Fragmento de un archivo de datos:
§

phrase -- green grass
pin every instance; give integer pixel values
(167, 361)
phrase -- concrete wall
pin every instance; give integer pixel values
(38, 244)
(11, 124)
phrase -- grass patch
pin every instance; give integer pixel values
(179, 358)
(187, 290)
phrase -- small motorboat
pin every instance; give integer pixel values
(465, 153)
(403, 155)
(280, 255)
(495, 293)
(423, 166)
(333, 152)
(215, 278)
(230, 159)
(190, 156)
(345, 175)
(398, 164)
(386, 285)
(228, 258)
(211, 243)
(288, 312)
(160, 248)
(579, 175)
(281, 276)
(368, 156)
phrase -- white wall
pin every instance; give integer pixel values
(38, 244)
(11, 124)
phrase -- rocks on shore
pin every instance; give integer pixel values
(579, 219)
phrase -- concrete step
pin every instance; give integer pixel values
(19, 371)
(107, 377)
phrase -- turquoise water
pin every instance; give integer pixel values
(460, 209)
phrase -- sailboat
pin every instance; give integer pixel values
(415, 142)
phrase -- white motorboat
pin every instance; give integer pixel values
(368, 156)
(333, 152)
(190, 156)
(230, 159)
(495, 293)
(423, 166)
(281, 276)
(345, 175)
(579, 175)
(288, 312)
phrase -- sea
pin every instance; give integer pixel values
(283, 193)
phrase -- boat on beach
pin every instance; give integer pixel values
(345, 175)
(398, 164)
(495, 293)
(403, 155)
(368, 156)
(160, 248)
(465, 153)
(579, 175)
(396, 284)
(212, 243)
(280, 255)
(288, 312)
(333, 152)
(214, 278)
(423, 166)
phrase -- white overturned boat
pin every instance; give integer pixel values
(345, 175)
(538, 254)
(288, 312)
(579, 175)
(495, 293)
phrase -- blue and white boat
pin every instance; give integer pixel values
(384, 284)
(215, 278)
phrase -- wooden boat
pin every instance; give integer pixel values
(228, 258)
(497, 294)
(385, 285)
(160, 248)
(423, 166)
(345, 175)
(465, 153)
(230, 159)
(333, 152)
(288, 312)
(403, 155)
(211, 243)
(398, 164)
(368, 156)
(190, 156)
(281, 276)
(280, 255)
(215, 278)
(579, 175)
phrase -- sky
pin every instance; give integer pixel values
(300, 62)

§

● Tarea a realizar
Sustituya "phrase" por "label" en los registros comprendidos entre la línea que contiene "phrase -- rocks on shore" y el final de los registros, ambos extremos incluidos. Reproduzca únicamente esas líneas, sin ningún otro cambio.

● Resultado obtenido
label -- rocks on shore
pin every instance; give integer pixel values
(579, 219)
label -- concrete step
pin every instance; give integer pixel values
(19, 371)
(107, 377)
label -- turquoise water
pin every instance; give integer pixel values
(460, 209)
label -- sailboat
pin every instance; give integer pixel values
(415, 142)
label -- white motorboat
pin every instance; give integer pixel values
(368, 156)
(333, 152)
(190, 156)
(230, 159)
(495, 293)
(423, 166)
(281, 276)
(345, 175)
(579, 175)
(288, 312)
label -- sea
pin every instance; give integer pixel values
(283, 193)
label -- boat on beach
pin every instance; give integer pixel values
(345, 175)
(398, 164)
(495, 293)
(403, 155)
(368, 156)
(160, 248)
(465, 153)
(579, 175)
(396, 284)
(212, 243)
(280, 255)
(288, 312)
(333, 152)
(214, 278)
(423, 166)
label -- white overturned boat
pin every instance; give integer pixel values
(345, 175)
(538, 254)
(288, 312)
(579, 175)
(495, 293)
label -- blue and white boat
pin every instance; give integer pixel values
(384, 284)
(215, 278)
label -- wooden boat
pin every instance; give integer pixel values
(228, 258)
(497, 294)
(385, 285)
(160, 248)
(423, 166)
(345, 175)
(465, 153)
(230, 159)
(333, 152)
(288, 312)
(403, 155)
(211, 243)
(398, 164)
(368, 156)
(190, 156)
(281, 276)
(280, 255)
(215, 278)
(579, 175)
label -- sky
pin every instance; give integer pixel values
(300, 62)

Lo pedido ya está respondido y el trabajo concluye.